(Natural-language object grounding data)
● ● ● ● ●
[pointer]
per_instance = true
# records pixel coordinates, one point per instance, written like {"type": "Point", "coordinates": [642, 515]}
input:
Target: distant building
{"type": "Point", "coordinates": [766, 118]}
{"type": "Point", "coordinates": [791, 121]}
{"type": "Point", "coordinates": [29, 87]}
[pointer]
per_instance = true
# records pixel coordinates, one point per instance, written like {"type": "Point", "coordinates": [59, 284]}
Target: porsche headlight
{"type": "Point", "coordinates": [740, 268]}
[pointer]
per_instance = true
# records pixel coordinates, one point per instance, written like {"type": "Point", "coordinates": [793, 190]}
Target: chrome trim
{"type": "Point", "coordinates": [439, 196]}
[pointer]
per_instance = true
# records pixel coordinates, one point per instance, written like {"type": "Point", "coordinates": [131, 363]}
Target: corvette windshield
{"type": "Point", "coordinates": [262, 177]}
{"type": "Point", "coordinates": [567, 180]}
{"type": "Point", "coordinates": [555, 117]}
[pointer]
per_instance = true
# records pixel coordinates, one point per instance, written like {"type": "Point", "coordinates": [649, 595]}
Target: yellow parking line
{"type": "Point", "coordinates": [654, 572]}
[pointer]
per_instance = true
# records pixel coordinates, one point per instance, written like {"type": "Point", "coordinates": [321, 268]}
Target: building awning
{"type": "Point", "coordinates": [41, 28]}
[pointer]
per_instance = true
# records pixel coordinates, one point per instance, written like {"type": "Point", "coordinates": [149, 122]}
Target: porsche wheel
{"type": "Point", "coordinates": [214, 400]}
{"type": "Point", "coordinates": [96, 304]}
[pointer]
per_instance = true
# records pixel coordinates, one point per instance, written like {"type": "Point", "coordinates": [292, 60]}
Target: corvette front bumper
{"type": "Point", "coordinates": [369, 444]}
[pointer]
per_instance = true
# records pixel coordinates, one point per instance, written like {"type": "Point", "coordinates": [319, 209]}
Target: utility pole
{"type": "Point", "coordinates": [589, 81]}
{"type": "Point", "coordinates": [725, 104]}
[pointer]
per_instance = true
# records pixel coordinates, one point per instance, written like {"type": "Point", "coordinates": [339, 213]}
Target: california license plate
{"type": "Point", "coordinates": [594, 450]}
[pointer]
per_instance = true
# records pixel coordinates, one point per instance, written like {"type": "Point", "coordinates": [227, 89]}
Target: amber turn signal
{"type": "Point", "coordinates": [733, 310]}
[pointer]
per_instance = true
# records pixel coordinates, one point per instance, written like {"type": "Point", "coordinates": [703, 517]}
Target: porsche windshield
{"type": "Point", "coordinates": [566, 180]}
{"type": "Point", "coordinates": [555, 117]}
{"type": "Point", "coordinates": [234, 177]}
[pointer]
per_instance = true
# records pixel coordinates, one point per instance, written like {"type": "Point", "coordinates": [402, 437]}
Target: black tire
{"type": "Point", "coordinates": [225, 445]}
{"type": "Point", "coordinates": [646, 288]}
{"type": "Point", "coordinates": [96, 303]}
● ● ● ● ●
**ABOUT THIS TASK**
Reproduce all the entries above. Match them exactly.

**REPLY**
[pointer]
per_instance = true
# records pixel coordinates, one point per instance, written like {"type": "Point", "coordinates": [642, 515]}
input:
Target: distant building
{"type": "Point", "coordinates": [766, 118]}
{"type": "Point", "coordinates": [791, 121]}
{"type": "Point", "coordinates": [29, 87]}
[pointer]
per_instance = true
# records pixel coordinates, one point per instance, written like {"type": "Point", "coordinates": [59, 284]}
Target: porsche headlight
{"type": "Point", "coordinates": [740, 268]}
[pointer]
per_instance = true
# records pixel coordinates, one point per instance, written like {"type": "Point", "coordinates": [793, 190]}
Target: chrome trim
{"type": "Point", "coordinates": [439, 196]}
[pointer]
per_instance = true
# records pixel coordinates, one point per instance, written like {"type": "Point", "coordinates": [131, 363]}
Target: corvette windshield
{"type": "Point", "coordinates": [262, 177]}
{"type": "Point", "coordinates": [567, 180]}
{"type": "Point", "coordinates": [555, 117]}
[pointer]
per_instance = true
# records pixel coordinates, one point per instance, written like {"type": "Point", "coordinates": [649, 595]}
Target: yellow parking line
{"type": "Point", "coordinates": [654, 572]}
[pointer]
per_instance = true
# records pixel coordinates, one point per instance, written like {"type": "Point", "coordinates": [321, 268]}
Target: building awning
{"type": "Point", "coordinates": [41, 28]}
[pointer]
per_instance = true
# records pixel coordinates, one point per instance, written like {"type": "Point", "coordinates": [149, 122]}
Target: porsche wheel
{"type": "Point", "coordinates": [214, 400]}
{"type": "Point", "coordinates": [96, 304]}
[pointer]
per_instance = true
# records pixel coordinates, one point per instance, written like {"type": "Point", "coordinates": [292, 60]}
Target: corvette front bumper
{"type": "Point", "coordinates": [369, 444]}
[pointer]
per_instance = true
# records pixel coordinates, one point per instance, written like {"type": "Point", "coordinates": [319, 209]}
Target: utility pole
{"type": "Point", "coordinates": [589, 81]}
{"type": "Point", "coordinates": [725, 104]}
[pointer]
per_instance = true
# records pixel coordinates, one point per instance, written like {"type": "Point", "coordinates": [339, 213]}
Target: california license plate
{"type": "Point", "coordinates": [594, 450]}
[pointer]
per_instance = true
# records pixel coordinates, one point per instance, written like {"type": "Point", "coordinates": [227, 89]}
Target: amber turn signal
{"type": "Point", "coordinates": [733, 310]}
[pointer]
per_instance = true
# records pixel coordinates, one point per instance, written like {"type": "Point", "coordinates": [703, 517]}
Target: porsche windshield
{"type": "Point", "coordinates": [566, 180]}
{"type": "Point", "coordinates": [555, 117]}
{"type": "Point", "coordinates": [234, 177]}
[pointer]
per_instance = true
# records pixel coordinates, one point per instance, written like {"type": "Point", "coordinates": [402, 437]}
Target: black tire
{"type": "Point", "coordinates": [225, 445]}
{"type": "Point", "coordinates": [646, 288]}
{"type": "Point", "coordinates": [96, 303]}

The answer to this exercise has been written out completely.